C’est au cours d’un voyage en famille dans le sud du Maroc, près de Tafraout. L’une de mes plus belles rencontres. Celle d’un homme d’apparence modeste qui, avec sa femme et ses deux garçons, nous ouvrent la porte de leur maison, toute simple elle aussi, pour un séjour aussi court qu’inoubliable. Notre façon préférée de voyager : « chez l’habitant », grâce au concours d’une association qui met en contact des familles françaises et marocaines.
Dès ses premiers mots, Lahcen captive mes enfants, conquis par sa voix douce et chaude, sa gentillesse et son sourire désarmant. « Je suis fort ! », les invite-t-il à répéter, comme un jeu. « J’ai confiance en moi ! »
Ces mots, Lahcen se les répète à lui-même, comme un mantra, pour échapper à ce qu’il vit comme une absurdité et une souffrance : l’image que tous ont de lui, celle d’un pauvre berger qui mène une vie rude, dictée par les saisons et les besoins de ses moutons. Il s’en confie pendant que nous marchons côte à côte, dans le magnifique décor naturel de sa vallée, entre les blocs de granit rose, les palmiers, cactus et amandiers.
De retour chez lui, après le repas en famille, je lui demande de nous raconter son histoire, ce qu’il accepte spontanément. Une histoire que je retranscris ici, telle qu’il a choisi de nous la confier.

LISTE DES CONSIGNES ▸
a) Réécrivez le passage du récit de voyage au Maroc qui s'étend de « Dès ses premiers » jusqu'à « nous la confier. », en substituant « chèvres » à « moutons ».
b) Reprenez le fil du récit de voyage au Maroc à partir de sa dernière phrase et poursuivez-le.

EXTRAIT DES DONNÉES ▸

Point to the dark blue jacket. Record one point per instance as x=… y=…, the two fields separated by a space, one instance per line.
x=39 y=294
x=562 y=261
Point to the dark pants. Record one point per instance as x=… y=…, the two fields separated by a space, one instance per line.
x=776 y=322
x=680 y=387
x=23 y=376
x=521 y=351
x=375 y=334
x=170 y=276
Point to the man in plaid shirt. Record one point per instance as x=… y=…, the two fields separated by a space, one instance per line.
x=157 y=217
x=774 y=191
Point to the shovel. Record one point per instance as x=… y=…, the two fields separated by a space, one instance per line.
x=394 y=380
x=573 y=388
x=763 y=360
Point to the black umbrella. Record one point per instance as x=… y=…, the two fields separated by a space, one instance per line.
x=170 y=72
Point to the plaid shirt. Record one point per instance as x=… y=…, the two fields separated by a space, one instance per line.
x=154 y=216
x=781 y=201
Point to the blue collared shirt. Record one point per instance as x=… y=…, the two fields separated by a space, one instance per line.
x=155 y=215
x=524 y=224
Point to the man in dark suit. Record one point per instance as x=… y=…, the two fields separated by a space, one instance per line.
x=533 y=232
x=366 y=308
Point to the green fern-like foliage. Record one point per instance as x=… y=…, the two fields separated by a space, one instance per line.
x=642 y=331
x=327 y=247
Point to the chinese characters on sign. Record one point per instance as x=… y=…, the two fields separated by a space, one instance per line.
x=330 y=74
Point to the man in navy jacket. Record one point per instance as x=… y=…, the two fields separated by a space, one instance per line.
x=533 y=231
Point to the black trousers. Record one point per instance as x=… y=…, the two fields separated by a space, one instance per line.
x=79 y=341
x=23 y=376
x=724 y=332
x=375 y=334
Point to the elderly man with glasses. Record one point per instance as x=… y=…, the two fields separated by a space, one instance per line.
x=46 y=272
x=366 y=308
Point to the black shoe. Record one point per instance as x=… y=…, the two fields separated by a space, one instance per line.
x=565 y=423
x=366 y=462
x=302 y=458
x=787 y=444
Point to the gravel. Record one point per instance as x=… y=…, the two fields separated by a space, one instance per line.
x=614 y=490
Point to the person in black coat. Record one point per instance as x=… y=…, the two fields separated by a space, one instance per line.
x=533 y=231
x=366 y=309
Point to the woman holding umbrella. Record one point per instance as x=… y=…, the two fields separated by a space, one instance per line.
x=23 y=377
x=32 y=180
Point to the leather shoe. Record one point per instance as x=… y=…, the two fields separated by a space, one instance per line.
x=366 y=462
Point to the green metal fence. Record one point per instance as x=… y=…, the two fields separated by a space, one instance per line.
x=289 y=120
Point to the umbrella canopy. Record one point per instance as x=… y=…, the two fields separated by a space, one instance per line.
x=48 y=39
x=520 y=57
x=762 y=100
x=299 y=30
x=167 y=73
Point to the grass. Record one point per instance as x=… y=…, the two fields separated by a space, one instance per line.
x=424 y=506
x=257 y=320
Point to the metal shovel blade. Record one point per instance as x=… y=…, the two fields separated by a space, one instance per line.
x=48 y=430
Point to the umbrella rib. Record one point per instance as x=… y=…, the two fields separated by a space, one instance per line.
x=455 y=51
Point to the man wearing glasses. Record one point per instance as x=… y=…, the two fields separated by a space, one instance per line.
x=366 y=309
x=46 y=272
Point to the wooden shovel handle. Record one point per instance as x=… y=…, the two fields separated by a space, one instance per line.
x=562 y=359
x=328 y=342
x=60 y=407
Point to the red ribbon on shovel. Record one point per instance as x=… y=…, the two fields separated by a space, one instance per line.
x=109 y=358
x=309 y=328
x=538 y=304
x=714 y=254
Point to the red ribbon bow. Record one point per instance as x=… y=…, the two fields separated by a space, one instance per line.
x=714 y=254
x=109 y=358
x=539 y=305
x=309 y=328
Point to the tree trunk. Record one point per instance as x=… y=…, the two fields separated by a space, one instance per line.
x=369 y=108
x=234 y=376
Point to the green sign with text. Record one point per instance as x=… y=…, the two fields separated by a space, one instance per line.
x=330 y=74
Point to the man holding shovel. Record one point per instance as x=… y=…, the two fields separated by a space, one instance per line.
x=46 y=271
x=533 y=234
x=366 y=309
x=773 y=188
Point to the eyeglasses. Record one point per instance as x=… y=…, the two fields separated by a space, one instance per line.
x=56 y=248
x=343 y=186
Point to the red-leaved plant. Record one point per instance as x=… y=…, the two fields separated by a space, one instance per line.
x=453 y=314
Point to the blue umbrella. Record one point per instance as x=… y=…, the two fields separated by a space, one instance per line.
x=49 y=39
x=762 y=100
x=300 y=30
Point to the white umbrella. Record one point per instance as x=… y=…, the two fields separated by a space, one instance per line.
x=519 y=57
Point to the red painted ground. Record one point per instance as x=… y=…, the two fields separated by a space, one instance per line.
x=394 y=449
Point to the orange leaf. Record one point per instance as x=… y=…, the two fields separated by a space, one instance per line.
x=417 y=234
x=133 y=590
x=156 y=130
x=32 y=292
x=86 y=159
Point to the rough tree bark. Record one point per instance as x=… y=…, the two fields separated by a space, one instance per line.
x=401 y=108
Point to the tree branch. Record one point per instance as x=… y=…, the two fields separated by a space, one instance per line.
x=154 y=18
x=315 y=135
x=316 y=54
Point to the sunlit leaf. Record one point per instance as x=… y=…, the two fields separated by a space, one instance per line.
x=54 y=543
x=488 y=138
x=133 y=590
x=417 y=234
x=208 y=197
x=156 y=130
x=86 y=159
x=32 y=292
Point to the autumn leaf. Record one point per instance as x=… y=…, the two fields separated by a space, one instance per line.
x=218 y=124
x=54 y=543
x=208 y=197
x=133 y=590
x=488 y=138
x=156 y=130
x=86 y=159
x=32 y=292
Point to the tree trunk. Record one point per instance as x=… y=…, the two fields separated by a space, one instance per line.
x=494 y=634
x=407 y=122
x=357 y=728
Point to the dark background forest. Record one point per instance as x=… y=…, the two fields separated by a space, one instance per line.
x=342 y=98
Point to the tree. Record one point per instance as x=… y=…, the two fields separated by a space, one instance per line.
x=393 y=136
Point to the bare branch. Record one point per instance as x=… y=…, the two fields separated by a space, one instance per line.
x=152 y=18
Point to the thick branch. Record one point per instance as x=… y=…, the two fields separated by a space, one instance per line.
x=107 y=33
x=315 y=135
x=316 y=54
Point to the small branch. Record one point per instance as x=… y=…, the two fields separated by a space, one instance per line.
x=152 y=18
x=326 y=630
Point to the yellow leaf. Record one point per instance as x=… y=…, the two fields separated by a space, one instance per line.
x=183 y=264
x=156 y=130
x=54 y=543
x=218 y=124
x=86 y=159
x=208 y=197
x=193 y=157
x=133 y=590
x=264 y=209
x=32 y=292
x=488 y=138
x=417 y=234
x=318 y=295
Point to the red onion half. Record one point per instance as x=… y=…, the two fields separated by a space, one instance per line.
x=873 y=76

RÉPONSES ATTENDUES ▸
a)
Dès ses premiers mots, Lahcen captive mes enfants, conquis par sa voix douce et chaude, sa gentillesse et son sourire désarmant. « Je suis fort ! », les invite-t-il à répéter, comme un jeu. « J’ai confiance en moi ! »
Ces mots, Lahcen se les répète à lui-même, comme un mantra, pour échapper à ce qu’il vit comme une absurdité et une souffrance : l’image que tous ont de lui, celle d’un pauvre berger qui mène une vie rude, dictée par les saisons et les besoins de ses chèvres. Il s’en confie pendant que nous marchons côte à côte, dans le magnifique décor naturel de sa vallée, entre les blocs de granit rose, les palmiers, cactus et amandiers.
De retour chez lui, après le repas en famille, je lui demande de nous raconter son histoire, ce qu’il accepte spontanément. Une histoire que je retranscris ici, telle qu’il a choisi de nous la confier.

b)
Occupe-toi de tes animaux
« Les autres, dans mon village et dans la société, me voient comme un homme qui n’a rien dans la vie. Ils me voient seulement avec mes habits et mes animaux. Si je dis que je travaille dans le domaine de l’invention, ils me prennent pour un fou. »
Depuis longtemps, Lahcen poursuit un rêve auquel personne ne croit : inventer un moteur électrique fonctionnant grâce à un système magnétique innovant, capable de produire une énergie propre, gratuite et illimitée.
« Quand j’étais petit garçon, je travaillais avec des morceaux d’aimants. Je posais un morceau de magnétite, il attirait le fer. Et ça s’est mis dans ma tête : il faut exploiter ça. Comment utiliser ce phénomène dans quelque chose qui va m’aider et aider les autres ? »
Guidé par son intuition, sans aucun diplôme, Lahcen se lance dans l’étude des équations mathématiques et physiques nécessaires à son projet. Et rapidement, il bute contre son plus grand obstacle : le regard des autres.
« Quand je vais au collège de mes fils, chez les professeurs de la faculté, chez les techniciens de l’électricité, ils me voient comme un homme de la montagne. Ils me disent : ‘Qu’est-ce que tu veux?’ Je leur dis : ‘Je cherche comment faire ce schéma, résoudre cette équation.’ Ils me disent : ‘Pourquoi tu veux ça? Retourne à ta région. C’est trop dur pour toi. Occupe-toi de tes animaux et de ta famille, cultive ton champ. Qu’est-ce que tu en as à faire des équations mathématiques, de la physique et tout ça?’ Ils ne comprennent pas pourquoi je fais ça. »
Personne ne soupçonne que ce qui anime Lahcen n’est pas qu’un défi technique, mais une quête existentielle, le besoin d’échapper à sa condition et donner du sens à sa vie. « J’ai envie de donner quelque chose à l’humanité. Je n’aime pas être passant dans la vie comme ça : naître, avoir des idées, travailler, me marier, être retraité et un jour mourir. Pour que je laisse une trace dans la vie, il faut que j’aide l’humanité. »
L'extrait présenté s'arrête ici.